> **TASK ITEM**: What lines below include the word "background"? Copy each one.

Collected data entries:
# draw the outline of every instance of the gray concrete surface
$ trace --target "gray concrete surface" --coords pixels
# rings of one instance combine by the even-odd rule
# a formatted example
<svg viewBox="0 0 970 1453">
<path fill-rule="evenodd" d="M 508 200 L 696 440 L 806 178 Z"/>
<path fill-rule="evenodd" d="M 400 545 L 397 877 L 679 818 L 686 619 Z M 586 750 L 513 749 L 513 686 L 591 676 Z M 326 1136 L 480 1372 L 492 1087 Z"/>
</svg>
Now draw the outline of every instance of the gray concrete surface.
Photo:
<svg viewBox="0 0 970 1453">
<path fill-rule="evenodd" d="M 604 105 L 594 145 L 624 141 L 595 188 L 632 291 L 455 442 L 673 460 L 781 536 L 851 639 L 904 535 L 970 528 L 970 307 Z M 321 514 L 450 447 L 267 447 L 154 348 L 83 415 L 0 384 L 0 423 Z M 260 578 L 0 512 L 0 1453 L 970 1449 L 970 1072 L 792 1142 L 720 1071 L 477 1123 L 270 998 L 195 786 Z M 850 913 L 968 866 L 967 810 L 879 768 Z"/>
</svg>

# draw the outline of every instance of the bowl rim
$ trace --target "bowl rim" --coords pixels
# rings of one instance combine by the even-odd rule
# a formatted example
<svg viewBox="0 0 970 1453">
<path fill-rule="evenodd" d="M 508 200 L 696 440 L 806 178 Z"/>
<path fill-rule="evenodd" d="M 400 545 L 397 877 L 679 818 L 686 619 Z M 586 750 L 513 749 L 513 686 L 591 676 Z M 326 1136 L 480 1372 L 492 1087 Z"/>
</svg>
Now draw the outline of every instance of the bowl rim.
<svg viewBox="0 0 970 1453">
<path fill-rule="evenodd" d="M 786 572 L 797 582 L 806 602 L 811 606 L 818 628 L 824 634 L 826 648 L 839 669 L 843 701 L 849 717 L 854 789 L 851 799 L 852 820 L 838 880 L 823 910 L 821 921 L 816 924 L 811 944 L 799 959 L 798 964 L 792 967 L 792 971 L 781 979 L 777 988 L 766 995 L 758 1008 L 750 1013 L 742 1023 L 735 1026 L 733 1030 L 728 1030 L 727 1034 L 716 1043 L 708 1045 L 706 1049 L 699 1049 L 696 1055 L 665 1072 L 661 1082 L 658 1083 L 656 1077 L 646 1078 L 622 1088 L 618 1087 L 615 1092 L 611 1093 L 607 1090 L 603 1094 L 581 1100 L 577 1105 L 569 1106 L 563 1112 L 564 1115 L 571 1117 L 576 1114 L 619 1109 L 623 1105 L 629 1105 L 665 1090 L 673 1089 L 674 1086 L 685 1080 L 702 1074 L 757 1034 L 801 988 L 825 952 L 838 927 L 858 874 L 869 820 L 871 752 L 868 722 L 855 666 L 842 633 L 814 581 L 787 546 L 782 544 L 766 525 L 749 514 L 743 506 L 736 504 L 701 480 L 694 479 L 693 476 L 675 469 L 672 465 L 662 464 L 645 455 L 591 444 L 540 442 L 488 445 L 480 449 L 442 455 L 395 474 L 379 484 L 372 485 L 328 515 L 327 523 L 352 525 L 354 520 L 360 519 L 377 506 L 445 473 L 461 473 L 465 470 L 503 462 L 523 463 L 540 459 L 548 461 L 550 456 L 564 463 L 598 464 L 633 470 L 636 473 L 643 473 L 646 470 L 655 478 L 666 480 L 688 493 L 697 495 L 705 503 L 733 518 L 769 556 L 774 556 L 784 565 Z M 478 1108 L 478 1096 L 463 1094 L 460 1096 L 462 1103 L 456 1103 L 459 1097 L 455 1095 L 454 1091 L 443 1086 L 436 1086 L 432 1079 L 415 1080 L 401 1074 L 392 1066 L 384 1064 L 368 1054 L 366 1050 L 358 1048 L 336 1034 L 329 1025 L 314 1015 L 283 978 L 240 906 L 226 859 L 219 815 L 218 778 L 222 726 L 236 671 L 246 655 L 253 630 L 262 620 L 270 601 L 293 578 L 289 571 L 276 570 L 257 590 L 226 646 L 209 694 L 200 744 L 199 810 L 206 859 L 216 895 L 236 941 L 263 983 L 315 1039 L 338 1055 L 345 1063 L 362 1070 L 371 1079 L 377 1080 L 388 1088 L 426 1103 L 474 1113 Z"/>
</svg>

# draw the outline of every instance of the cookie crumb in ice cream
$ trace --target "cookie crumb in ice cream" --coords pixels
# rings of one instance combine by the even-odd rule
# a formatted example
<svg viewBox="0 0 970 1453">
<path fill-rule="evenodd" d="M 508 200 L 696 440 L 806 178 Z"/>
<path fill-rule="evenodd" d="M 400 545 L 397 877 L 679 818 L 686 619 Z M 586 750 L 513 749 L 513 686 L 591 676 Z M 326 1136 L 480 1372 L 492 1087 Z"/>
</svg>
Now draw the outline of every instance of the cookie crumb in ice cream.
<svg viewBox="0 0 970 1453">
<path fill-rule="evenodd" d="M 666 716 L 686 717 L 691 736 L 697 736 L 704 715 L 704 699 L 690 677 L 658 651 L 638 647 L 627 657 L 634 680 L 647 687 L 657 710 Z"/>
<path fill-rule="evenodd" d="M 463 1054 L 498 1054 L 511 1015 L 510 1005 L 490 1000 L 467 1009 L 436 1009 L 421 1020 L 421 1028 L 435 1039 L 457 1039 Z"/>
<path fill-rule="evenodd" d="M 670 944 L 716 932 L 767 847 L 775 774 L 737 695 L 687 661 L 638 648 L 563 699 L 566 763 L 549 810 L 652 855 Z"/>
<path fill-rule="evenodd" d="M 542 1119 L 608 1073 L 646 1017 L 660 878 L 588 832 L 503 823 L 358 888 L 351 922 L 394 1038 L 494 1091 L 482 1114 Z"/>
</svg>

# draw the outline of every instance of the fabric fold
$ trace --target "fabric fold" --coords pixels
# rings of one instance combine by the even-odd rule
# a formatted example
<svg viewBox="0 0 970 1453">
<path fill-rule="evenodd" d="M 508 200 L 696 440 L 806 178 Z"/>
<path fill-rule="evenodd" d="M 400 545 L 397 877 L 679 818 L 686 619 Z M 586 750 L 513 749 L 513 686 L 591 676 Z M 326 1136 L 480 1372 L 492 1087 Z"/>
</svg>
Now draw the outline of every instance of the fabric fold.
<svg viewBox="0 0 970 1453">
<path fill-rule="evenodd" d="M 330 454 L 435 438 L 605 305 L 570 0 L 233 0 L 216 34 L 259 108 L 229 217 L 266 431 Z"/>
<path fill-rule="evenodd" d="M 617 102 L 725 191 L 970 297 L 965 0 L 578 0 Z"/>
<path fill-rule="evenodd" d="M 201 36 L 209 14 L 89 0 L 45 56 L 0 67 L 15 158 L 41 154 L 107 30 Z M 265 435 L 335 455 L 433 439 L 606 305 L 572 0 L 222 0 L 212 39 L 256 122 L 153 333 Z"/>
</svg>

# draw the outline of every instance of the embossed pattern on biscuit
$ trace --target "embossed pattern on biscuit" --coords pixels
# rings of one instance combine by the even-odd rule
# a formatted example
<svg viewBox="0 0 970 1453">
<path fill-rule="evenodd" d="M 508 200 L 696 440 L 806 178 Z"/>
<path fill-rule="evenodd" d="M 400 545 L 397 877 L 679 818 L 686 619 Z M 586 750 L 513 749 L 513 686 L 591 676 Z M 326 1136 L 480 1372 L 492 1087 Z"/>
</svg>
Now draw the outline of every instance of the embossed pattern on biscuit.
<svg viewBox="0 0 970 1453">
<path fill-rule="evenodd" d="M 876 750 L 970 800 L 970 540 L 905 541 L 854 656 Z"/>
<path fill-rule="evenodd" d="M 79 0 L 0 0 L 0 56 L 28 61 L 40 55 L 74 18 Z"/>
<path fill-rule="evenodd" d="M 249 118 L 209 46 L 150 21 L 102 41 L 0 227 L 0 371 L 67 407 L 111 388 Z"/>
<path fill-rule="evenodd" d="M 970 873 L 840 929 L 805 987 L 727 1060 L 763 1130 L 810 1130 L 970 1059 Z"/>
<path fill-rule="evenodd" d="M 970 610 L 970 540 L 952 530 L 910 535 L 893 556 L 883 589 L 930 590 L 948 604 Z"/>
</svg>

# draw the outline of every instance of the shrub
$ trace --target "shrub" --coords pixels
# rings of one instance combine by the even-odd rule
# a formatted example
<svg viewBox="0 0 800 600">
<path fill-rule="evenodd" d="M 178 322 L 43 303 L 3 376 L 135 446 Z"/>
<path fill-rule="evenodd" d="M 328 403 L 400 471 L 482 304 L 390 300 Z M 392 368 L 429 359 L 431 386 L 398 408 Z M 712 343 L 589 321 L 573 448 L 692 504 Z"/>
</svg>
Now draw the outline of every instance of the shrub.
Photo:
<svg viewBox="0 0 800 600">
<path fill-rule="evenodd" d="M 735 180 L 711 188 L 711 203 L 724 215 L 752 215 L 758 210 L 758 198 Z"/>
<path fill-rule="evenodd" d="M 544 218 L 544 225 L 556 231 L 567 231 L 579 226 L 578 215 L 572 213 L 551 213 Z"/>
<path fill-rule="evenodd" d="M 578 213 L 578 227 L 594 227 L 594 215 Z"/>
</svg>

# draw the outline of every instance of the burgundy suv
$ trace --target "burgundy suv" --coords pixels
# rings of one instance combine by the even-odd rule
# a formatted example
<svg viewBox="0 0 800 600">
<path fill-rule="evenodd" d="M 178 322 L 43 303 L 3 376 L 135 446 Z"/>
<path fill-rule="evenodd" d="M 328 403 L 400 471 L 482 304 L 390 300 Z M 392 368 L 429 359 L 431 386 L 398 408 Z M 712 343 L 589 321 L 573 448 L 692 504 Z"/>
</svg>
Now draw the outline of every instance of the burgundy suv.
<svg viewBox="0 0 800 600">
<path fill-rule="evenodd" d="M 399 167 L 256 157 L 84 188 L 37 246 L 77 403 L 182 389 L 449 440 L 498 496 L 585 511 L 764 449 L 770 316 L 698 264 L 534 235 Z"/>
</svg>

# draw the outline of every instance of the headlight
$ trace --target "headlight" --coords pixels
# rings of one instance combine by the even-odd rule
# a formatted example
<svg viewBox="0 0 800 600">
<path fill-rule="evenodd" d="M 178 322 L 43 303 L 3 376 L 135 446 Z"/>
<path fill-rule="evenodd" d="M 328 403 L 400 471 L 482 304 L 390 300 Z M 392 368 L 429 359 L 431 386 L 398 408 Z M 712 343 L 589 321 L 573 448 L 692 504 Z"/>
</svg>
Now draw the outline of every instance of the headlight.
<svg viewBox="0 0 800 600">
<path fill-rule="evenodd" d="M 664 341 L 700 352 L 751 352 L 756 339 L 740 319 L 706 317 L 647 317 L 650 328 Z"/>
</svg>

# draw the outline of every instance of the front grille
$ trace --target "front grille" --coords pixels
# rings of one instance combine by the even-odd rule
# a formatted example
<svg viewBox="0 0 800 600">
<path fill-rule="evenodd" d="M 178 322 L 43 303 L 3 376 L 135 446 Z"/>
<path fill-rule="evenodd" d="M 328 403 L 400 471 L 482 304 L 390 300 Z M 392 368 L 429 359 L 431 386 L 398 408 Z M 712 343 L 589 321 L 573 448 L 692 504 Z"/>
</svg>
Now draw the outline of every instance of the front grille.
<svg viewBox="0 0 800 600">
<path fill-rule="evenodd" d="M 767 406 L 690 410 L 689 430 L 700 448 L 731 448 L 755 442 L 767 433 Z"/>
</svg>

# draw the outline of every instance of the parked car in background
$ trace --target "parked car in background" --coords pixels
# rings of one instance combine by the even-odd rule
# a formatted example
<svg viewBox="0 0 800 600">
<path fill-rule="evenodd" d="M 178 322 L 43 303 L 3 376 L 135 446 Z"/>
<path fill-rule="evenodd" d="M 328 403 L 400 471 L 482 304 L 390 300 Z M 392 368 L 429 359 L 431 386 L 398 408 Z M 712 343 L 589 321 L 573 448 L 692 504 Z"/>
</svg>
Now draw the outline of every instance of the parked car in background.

> **RESULT OF THE EXERCISE**:
# draw the outline of every instance of the parked car in background
$ trace --target "parked car in background" --coords pixels
Now draw the outline of every instance of the parked car in background.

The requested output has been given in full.